▶ **原文**
******************************
文件预览

chapters.py

查看 lobster-novel 技能包中的文件内容。

文件内容

core/chapters.py

#!/usr/bin/env python3
"""
lobster-novel: Chapter generator using SenseNova API
"""
import json, os, re, sys
from pathlib import Path
from typing import Optional, List, Dict

sys.path.insert(0, str(Path(__file__).parent))
from bible import ChapterSpec

# ── Token estimation ────────────────────────────────────────

try:
    import tiktoken
    _ENCODING = tiktoken.get_encoding("cl100k_base")
    def count_tokens(text: str) -> int:
        return len(_ENCODING.encode(text))
except ImportError:
    def count_tokens(text: str) -> int:
        """Fallback: 中文≈1.8字/token, 英文≈0.75词/token
        cl100k_base 实测:中文小说平均每token 1.7-2.0汉字"""
        ch = len([c for c in text if '\u4e00' <= c <= '\u9fff'])
        en = len(re.findall(r'[a-zA-Z]+', text))
        punts = len(re.findall(r'[,。!?、;:""''()【】《》—…·]', text))
******************************
▶ **条目摘录**

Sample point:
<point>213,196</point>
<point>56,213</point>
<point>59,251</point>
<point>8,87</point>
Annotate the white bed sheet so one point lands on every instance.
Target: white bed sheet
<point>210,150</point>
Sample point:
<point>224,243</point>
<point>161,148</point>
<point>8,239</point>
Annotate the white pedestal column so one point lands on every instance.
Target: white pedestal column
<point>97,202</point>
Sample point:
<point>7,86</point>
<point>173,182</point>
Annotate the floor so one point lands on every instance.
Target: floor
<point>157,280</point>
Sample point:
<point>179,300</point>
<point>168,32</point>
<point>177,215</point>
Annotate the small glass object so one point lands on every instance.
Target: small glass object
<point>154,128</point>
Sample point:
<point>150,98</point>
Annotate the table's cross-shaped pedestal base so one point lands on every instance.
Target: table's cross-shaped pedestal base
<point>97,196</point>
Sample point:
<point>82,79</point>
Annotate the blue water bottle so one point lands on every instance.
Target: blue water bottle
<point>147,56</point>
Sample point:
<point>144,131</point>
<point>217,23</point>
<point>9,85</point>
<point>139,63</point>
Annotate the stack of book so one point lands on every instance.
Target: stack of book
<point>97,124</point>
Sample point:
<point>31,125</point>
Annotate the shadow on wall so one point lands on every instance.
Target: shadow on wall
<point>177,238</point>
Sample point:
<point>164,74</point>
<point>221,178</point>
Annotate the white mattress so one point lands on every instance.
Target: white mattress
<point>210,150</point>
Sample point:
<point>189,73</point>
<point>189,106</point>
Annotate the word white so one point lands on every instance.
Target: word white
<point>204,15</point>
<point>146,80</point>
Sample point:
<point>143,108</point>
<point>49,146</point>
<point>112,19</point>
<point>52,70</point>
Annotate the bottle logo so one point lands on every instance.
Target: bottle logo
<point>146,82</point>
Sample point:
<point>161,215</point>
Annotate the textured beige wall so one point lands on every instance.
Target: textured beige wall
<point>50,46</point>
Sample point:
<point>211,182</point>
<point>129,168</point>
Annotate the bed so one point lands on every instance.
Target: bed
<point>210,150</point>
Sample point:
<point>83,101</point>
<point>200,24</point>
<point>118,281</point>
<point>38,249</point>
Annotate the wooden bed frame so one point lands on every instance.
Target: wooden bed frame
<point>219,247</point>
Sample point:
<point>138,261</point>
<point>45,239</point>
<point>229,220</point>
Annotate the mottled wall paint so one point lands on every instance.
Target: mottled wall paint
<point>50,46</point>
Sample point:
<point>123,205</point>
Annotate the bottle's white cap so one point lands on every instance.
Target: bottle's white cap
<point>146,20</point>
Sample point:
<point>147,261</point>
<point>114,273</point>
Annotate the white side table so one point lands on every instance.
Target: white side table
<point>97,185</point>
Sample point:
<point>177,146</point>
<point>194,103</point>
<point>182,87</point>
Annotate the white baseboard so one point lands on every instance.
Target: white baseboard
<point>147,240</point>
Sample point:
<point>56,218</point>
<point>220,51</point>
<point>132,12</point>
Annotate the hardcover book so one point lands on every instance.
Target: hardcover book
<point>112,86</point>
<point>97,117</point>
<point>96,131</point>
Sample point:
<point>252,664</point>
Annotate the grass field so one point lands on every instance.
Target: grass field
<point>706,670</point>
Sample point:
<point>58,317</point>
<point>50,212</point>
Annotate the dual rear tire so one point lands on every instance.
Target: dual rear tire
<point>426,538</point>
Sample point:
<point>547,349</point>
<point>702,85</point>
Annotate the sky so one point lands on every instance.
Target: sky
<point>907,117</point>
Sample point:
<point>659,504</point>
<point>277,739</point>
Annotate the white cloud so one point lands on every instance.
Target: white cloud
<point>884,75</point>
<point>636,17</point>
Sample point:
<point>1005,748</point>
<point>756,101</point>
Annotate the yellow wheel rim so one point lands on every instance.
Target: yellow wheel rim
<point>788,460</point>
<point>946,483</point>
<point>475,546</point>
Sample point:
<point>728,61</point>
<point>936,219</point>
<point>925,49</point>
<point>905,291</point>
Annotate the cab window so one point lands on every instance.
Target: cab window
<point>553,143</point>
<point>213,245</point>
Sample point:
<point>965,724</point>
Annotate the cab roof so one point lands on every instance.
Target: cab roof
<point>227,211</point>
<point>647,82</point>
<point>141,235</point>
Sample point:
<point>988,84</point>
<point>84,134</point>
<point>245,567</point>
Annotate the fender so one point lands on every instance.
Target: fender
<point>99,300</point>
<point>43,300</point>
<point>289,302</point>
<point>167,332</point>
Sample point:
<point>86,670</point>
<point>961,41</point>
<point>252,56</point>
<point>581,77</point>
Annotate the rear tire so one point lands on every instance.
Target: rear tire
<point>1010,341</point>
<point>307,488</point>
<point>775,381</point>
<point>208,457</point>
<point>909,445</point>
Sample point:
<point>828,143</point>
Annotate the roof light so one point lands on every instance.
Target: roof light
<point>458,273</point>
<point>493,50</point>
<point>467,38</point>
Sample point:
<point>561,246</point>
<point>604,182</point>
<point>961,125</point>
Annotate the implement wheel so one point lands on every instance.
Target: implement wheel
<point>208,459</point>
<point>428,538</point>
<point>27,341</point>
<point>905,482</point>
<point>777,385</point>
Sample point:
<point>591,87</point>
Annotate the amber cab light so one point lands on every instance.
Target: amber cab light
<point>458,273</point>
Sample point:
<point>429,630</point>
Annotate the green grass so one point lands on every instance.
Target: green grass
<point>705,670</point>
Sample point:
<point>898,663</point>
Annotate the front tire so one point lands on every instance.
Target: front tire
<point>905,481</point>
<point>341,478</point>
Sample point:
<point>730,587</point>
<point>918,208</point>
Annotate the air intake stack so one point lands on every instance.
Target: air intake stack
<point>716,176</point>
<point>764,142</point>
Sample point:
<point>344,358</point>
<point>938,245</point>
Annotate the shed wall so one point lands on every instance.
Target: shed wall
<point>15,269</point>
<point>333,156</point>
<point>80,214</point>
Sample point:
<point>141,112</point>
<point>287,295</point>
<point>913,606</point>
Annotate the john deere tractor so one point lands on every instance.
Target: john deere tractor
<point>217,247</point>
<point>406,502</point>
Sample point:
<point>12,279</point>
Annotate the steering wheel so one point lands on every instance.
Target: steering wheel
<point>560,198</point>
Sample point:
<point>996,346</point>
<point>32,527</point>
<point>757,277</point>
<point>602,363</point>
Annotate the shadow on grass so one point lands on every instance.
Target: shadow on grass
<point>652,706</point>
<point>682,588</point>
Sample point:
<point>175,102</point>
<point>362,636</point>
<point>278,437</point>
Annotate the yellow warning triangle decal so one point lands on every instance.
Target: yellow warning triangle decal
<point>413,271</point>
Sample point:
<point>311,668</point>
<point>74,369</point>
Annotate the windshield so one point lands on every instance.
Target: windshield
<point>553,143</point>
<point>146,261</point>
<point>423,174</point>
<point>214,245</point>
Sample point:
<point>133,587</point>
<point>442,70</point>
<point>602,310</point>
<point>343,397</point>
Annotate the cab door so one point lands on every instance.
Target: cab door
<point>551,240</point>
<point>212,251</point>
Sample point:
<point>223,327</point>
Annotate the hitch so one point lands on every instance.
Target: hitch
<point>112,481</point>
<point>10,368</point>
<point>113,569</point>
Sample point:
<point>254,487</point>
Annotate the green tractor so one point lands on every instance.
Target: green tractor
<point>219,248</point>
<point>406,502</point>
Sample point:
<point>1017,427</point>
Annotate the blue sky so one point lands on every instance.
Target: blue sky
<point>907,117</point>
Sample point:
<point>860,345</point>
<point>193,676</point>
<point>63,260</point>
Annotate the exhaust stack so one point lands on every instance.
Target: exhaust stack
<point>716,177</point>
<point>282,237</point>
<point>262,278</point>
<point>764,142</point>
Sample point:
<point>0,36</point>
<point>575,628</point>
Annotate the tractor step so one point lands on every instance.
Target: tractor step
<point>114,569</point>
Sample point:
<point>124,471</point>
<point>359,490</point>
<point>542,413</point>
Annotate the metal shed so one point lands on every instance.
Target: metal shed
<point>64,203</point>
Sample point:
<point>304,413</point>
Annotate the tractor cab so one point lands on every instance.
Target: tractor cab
******************************
▶ **练习要求**
1) 判断下列各项说法是否与原文相符,逐项回答“是”或“否”,并原样引用原文中起决定作用的字句:(a) 所展示文件的路径为 core/chapters.py;(b) 若无法导入 tiktoken,后备计数函数按中文约 1.8 字对应一个 token 进行估算;(c) 程序通过 tiktoken 获取的编码名称为 p50k_base。
2) 请将原文中以“# ── Token estimation”开头、以“c <= '\u9fff'])”结尾的部分逐字抄录下来。

▶ **各题答案**
1)
(a) 是。依据:「core/chapters.py」
(b) 是。依据:「Fallback: 中文≈1.8字/token」
(c) 否。依据:「_ENCODING = tiktoken.get_encoding("cl100k_base")」

2)
# ── Token estimation ────────────────────────────────────────

try:
    import tiktoken
    _ENCODING = tiktoken.get_encoding("cl100k_base")
    def count_tokens(text: str) -> int:
        return len(_ENCODING.encode(text))
except ImportError:
    def count_tokens(text: str) -> int:
        """Fallback: 中文≈1.8字/token, 英文≈0.75词/token
        cl100k_base 实测:中文小说平均每token 1.7-2.0汉字"""
        ch = len([c for c in text if '\u4e00' <= c <= '\u9fff'])